*読解テキスト*
------------------------------------------------------------
---------------至った結論:自殺 ---------------

夏が終わり、餌も仲間も全部いなくなり、
死に際を誤った哀れなカマキリは入水自殺を決行したのでしょう

とはいえ、あまりに苦しそうなので
カマキリくんに自殺を思い留ませる為、棒で救助。棒を差し出すと
カマキリくんはへばっていたにもかかわらず、さっさと棒にしがみついて来た。
入水したことを後悔していたのだろうか、そのまま必死でぶらさがっていた。

陸地に搬送中、砂浜に続く松林に人影を発見。こんな平日に来るやつ、他にいるんか。
人影は2人。どちらも男。ひとりがでかめのカメラをかかえながら
なにやらこちらを指差している。

カメラをもってない方の男が松林をくだってこっちに走ってきた。

走ってきてカマキリを草むらに棒ごと降ろした俺にこういった。

「すみません、ちょっとどいてもらえますか?砂浜を撮影するんで」

なんでも、誰もいない秋の海の砂浜の写真を取りに来たということで
俺がいると写ってしまってどうもまずいというのだ。

俺はかまわず撮影して、あとでフォトショップ
写ってる俺を思うさま消せ!なんなら俺が消してやろうか?フォトショップください。
------------------------------------------------------------
物体指示データセットの行:
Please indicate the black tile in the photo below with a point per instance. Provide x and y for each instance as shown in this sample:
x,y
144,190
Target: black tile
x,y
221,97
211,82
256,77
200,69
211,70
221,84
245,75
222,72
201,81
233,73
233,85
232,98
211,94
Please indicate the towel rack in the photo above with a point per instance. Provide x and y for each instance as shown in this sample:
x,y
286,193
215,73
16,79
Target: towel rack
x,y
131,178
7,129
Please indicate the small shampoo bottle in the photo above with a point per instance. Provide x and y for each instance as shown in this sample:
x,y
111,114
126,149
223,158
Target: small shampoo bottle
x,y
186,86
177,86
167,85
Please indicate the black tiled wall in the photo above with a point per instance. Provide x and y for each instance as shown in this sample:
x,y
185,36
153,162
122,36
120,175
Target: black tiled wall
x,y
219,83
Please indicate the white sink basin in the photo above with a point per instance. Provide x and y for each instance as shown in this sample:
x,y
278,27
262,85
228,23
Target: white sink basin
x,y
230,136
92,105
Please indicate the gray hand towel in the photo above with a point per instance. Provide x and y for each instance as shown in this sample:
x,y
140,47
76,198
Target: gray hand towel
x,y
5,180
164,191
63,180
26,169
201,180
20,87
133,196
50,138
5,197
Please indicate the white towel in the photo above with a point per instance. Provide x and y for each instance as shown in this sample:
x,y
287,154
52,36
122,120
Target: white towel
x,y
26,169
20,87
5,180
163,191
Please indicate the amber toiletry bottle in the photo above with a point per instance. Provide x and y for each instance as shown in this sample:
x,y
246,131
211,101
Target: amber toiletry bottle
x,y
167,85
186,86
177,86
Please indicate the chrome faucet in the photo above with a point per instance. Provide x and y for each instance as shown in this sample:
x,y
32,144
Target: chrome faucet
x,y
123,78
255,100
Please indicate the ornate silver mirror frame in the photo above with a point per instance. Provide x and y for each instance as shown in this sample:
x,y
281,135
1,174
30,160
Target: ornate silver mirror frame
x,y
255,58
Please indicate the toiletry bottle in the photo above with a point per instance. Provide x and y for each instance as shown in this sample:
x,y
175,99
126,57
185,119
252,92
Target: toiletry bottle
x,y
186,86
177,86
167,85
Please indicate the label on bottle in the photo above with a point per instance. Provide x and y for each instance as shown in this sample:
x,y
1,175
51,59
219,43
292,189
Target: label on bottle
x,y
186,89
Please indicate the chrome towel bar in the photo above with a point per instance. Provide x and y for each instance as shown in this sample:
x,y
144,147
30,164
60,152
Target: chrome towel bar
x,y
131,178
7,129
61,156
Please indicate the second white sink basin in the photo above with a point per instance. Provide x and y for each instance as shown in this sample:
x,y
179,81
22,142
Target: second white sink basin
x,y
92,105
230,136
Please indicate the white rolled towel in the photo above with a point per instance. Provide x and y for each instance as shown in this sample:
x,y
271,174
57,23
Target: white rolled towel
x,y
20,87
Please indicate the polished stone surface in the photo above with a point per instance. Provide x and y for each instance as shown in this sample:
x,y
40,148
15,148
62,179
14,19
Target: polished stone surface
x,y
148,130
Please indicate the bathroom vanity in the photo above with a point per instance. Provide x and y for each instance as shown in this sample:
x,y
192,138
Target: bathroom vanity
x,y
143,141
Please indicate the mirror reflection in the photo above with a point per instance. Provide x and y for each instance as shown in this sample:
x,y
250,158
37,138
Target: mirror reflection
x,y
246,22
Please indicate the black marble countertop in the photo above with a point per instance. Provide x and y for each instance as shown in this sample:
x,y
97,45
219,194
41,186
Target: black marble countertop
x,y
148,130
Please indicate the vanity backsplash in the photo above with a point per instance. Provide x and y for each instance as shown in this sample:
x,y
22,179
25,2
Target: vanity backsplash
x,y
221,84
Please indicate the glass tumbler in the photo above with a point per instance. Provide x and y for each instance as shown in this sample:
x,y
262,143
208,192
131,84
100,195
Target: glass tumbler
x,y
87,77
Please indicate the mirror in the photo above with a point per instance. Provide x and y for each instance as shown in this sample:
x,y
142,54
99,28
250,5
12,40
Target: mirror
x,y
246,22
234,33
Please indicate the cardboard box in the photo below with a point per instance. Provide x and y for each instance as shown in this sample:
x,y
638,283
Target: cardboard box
------------------------------------------------------------
*記述課題*
砂浜でカマキリを救助した話の文章を、最後の文「フォトショップください。」の直後から書き継いでください。

*回答*
と交渉するも、そこを何とかと言う。

つか、俺とてなにも海にカマキリを助けにきたわけではないんでね
この砂浜にある天然温泉露天風呂に入りにきたのだ。

露天風呂の位置を指さしながらそのことを伝えると、なんとそこも
写るからまずいという。

はてさて撮影にどれくらいの時間がかかるのか聞いて、たいした時間がかからないなら
どいててやってもよいと、譲歩するものの、
今は曇りだが、光が差したら撮る、光がさしてきたら即効でどいてくれ、などと無茶をいうので、これ以上交渉しても無駄でい。

俺は「わかりました。どきますね」と答えておいて、ずっと風呂に入っていてやる事にした。

仲間のもとに戻る男を背中に、俺は天然温泉露天風呂に向かった。

なかなかどうして一人で入るにはでかすぎる風呂じゃないの。

岩をコンクリで積み上げてあっていいかんじ

あの距離からなら写真に写ってもチンコは見えまい

みんなの温泉です。シャンプーや石鹸は使わないでくださいと、気の聞いた看板もある。

しかし、なんか、こー、湯気がたっていない? ん?

手を入れてみると立派な水だった。

気の聞いた看板に苦情の連絡先を探してみたが、何もなかった。

あっちではどうやら撮影が始まったらしい。

俺は邪魔にならないよう、そのまま松林に入り車に戻った。


夕刻、海っぺりの民宿に入る。

海っぺりの温泉に入れなかったので民宿の温泉につかる

泊まり客は俺だけなのか、だーれも来ない

夜、飯をだだっぴろい部屋で食う。

テレビまでの距離が異様に遠い。遠すぎる。

とりあえずボリュームアップしてみると、どうやら犯罪検挙特番のようだった

チャンネルをかえるのも面倒なので、そのままにしてビールを飲み始める。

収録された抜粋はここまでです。